— GIVEN TEXT —
= = = =
Day 1: Adelaide to Flinders Ranges
We head for the hillside vineyards of the Clare Valley plus a string of classic country towns. After lunch we can start enjoying the expansive views of Flinders Ranges as we weave our way towards Wilpena Pound, one of Australia’s most magnificent natural features. We have the option of a few different hikes to explore this stunning area. Overnight in the Flinders Ranges. (L,D)
Day 2: Flinders Ranges to William Creek via the Oodnadatta Track
Today we leave the Flinders Ranges and head north passing by the mining town of Leigh Creek and visiting the gallery of outback eccentric Talc Alf at Lyndhurst. Following the historic route of the old Ghan railway and the Overland Telegraph line but before we really get off the beaten track we stop in Marree for some lunch beside the old Ghan rail station. We are now on the renowned Oodnadatta Track as we pass by Australia’s largest salt lake, Lake Eyre. Our last stop for the day and where we camp is William Creek, home to its famous pub and a population of about six! (B,L,D)
= = = =
— MATERIAL SUPPLIED —
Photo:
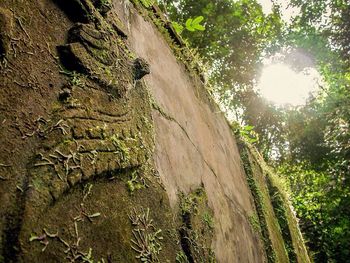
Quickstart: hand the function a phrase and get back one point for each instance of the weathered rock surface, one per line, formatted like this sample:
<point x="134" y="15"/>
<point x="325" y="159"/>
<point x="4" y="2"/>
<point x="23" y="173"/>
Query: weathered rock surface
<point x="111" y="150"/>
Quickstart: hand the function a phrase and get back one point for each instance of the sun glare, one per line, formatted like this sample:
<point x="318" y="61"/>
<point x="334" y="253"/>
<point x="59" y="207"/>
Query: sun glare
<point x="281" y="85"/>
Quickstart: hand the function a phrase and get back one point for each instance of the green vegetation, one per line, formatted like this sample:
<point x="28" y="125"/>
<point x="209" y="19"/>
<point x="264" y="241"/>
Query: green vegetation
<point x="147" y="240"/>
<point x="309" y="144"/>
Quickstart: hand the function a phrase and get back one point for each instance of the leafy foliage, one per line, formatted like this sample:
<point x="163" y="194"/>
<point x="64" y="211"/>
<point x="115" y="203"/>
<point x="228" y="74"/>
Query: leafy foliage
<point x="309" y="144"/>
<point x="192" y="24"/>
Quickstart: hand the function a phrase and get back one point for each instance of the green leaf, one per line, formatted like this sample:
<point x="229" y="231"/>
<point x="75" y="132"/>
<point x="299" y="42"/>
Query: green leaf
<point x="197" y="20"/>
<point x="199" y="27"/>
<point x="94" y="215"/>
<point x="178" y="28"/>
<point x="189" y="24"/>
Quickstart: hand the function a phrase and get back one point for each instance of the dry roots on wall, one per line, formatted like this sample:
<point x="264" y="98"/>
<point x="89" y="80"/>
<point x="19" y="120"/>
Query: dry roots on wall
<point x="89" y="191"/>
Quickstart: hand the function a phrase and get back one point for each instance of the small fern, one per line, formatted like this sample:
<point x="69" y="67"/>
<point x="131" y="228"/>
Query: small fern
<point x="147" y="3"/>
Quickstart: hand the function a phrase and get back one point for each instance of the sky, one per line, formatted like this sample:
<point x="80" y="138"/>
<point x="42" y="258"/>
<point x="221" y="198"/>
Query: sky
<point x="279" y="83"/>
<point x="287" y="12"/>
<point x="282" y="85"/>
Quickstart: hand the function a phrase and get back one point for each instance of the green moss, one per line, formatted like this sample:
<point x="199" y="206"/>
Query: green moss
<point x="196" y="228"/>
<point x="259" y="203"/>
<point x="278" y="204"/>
= = = =
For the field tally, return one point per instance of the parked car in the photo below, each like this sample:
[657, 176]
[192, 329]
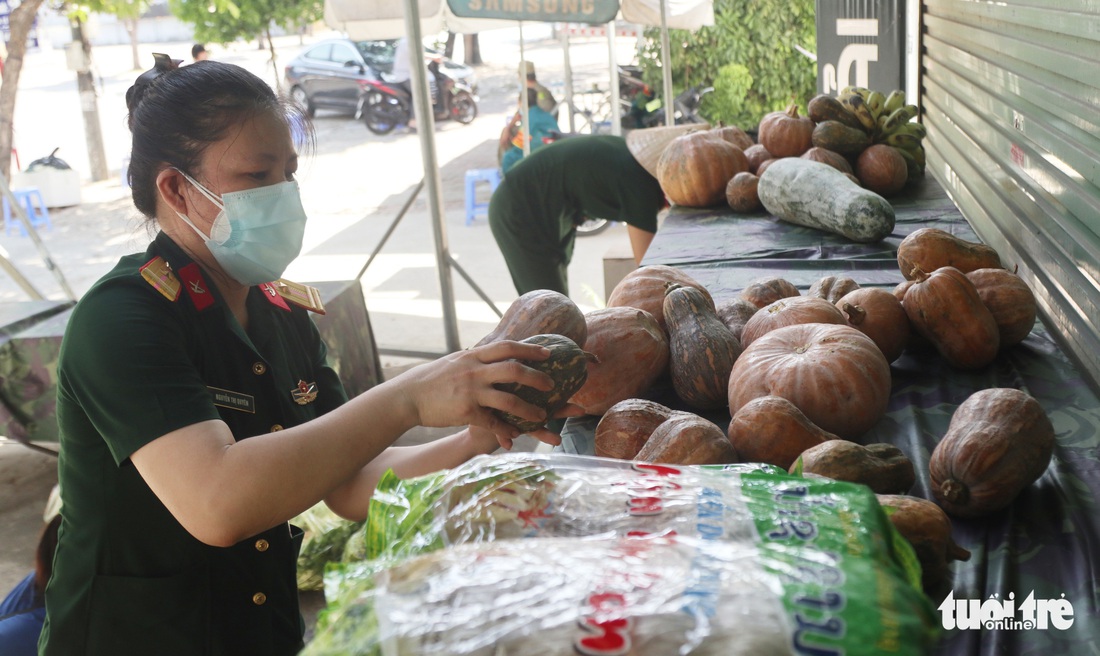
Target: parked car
= = = =
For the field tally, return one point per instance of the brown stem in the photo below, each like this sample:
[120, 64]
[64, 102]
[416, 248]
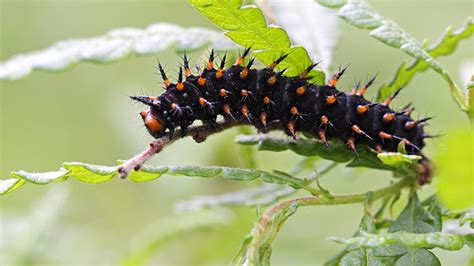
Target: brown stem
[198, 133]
= = = =
— EXERCISE GOAL —
Write what comes next in the Flinders Ranges and Oodnadatta Track itinerary, starting after its last sentence.

— WRITTEN RESPONSE —
Day 3: William Creek to Coober Pedy
We pass through desert landscapes and Anna Creek Station, the world’s largest cattle station at almost 24 000 square kilometres. Today’s first stop is Lake Cadibarrawirracanna. We then continue our approach to Coober Pedy, the “Opal Capital of the World”. We take a town tour and view an underground house, as well as a mine tour including an opal cutting demonstration. The afternoon is free for some more exploring or you can even try “noodling” (fossicking) for opals. Overnight in an underground bunkhouse. (B,L)
Day 4: Coober Pedy to Erldunda
Get up close to some local wildlife and learn about rescued joeys at Josephine’s Gallery and Kangaroo Orphanage, before we head out across the Moon Plain. We pass the Dingo Fence, the longest fence in the world, and take in the view of the Breakaways Scenic Reserve, made famous by the movie Mad Max III. Early afternoon we arrive at Erldunda where we can swim in the pool or enjoy some relaxation time. (B,L,D)
Day 5: Erldunda to Kata Tjuta and Uluru
We start the day by heading to Uluru (Ayers Rock) for lunch, before making the journey to Kata Tjuta. Get up close to this ancient geological formation. Tonight you can sleep in a permanent tent or curl up in a swag (Aussie bedroll) as you watch the desert sun set over Uluru and enjoy a night under the outback stars. (B,L,D)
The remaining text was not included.